What needs to be done:
From the listing below, keep only the lines that contain the string "wooden", treating uppercase and lowercase as different.

-- Start of Entries shown --

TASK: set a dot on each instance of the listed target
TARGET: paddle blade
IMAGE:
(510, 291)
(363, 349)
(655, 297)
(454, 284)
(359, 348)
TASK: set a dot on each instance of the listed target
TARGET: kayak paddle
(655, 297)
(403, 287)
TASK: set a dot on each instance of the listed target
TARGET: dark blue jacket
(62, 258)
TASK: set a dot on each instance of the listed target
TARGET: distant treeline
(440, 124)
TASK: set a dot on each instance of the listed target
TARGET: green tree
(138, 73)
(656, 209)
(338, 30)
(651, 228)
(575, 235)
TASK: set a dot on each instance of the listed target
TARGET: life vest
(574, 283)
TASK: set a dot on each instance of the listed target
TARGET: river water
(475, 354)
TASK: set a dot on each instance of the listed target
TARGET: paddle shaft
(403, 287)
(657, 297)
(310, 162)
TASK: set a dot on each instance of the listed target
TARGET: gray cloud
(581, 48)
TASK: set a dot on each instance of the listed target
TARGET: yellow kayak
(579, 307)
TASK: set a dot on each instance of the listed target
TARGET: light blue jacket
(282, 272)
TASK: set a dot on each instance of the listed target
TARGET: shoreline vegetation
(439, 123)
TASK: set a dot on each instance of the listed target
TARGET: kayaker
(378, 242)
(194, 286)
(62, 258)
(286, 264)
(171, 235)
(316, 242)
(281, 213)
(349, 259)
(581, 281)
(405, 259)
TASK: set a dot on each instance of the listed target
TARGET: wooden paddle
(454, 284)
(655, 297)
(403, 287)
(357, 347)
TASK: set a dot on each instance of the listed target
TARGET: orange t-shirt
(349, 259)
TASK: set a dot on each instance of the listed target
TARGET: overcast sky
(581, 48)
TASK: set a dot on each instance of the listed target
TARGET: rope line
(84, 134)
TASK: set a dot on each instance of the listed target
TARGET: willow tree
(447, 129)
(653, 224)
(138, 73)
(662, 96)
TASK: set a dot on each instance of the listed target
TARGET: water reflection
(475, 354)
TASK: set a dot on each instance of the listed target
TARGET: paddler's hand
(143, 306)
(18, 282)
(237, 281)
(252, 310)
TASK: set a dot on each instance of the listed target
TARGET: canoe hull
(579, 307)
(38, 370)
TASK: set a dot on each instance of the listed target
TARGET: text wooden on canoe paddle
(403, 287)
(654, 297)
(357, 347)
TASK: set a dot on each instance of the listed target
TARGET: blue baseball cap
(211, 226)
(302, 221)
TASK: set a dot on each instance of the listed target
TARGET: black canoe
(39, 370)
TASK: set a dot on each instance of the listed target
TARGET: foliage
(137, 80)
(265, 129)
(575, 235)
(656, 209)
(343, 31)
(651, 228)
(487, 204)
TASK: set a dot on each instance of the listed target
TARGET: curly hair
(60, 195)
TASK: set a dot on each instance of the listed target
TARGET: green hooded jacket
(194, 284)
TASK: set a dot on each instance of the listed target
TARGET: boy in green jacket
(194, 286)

-- End of Entries shown --

Result for this task:
TARGET: wooden paddle
TARGET: text wooden on canoe paddle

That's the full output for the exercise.